İşaretleme veri kümesinden satırlar
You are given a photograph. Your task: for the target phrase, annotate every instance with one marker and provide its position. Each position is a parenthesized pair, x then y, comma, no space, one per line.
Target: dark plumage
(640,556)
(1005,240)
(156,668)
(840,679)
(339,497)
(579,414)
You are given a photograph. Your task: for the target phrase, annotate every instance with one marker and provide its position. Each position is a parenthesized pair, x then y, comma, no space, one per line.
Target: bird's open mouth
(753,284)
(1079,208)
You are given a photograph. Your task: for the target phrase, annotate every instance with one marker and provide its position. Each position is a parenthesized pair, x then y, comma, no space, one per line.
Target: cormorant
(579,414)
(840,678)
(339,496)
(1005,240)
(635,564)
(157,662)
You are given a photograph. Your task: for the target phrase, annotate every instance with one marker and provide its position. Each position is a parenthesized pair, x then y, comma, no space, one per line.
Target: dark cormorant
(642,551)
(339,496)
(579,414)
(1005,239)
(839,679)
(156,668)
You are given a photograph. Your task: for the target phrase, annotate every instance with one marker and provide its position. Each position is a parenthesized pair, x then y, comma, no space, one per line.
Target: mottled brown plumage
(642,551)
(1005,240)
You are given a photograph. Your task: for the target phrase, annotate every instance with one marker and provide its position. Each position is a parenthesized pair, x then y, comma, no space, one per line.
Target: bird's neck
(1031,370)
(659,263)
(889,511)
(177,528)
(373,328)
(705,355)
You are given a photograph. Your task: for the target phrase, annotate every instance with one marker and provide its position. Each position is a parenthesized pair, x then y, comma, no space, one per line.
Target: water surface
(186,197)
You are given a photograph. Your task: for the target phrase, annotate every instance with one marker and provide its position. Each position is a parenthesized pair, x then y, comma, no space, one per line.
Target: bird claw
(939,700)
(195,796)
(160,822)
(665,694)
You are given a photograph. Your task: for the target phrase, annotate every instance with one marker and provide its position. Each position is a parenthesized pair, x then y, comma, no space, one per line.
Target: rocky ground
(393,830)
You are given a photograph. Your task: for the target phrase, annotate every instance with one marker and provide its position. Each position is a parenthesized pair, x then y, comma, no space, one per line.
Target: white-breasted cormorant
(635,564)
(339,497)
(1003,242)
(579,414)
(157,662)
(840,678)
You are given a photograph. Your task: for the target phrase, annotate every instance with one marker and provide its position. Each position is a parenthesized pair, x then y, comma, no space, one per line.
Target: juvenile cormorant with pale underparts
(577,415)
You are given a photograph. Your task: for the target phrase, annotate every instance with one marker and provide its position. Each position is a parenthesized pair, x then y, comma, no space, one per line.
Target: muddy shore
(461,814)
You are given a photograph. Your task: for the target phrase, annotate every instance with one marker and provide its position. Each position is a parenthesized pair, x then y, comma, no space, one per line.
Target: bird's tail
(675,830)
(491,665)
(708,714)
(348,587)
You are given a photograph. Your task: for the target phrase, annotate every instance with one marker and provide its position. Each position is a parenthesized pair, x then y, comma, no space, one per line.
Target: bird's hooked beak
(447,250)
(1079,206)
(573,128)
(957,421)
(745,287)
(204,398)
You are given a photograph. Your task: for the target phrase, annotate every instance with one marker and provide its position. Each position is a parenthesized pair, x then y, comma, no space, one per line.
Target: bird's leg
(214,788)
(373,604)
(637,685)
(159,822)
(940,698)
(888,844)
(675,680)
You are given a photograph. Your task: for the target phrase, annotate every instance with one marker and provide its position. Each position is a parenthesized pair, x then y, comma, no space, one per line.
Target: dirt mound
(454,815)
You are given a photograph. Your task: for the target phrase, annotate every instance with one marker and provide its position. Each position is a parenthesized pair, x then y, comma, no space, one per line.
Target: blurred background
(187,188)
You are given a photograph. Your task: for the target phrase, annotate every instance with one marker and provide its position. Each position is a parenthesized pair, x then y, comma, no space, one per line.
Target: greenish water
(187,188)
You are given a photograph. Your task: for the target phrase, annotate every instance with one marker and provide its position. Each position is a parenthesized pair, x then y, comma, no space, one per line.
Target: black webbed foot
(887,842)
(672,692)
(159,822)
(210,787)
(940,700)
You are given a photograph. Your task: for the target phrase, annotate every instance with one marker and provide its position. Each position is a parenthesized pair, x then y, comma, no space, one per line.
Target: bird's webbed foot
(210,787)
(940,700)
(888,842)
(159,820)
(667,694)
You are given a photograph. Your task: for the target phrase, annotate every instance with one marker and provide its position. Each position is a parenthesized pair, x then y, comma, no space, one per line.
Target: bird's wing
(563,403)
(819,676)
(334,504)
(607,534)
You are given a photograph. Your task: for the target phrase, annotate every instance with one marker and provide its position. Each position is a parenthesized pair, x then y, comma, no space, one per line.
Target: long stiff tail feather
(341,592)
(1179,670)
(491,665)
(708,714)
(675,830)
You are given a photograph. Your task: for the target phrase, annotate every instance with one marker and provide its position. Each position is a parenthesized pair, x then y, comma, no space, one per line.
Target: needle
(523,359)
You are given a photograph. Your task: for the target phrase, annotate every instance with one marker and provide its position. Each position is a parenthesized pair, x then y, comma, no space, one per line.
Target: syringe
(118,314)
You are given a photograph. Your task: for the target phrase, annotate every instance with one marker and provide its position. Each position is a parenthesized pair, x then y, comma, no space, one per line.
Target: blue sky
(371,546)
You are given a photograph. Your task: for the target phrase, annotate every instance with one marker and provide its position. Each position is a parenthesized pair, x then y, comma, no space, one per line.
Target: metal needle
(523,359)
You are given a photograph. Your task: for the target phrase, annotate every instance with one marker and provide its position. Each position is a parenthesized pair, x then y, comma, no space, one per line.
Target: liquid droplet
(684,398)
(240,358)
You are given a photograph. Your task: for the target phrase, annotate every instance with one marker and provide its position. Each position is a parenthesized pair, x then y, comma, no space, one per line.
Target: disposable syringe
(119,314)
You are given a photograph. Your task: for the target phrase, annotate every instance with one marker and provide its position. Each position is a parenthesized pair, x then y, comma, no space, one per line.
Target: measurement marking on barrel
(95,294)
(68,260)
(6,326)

Kısa görev:
Yukarıdaki materyalde "cormorant" sözcüğünü içeren satırlar hangileri? Her birini belirleyip kopyala.

Yazılı çözüm:
Target: cormorant
Target: dark cormorant
Target: white-breasted cormorant
Target: juvenile cormorant with pale underparts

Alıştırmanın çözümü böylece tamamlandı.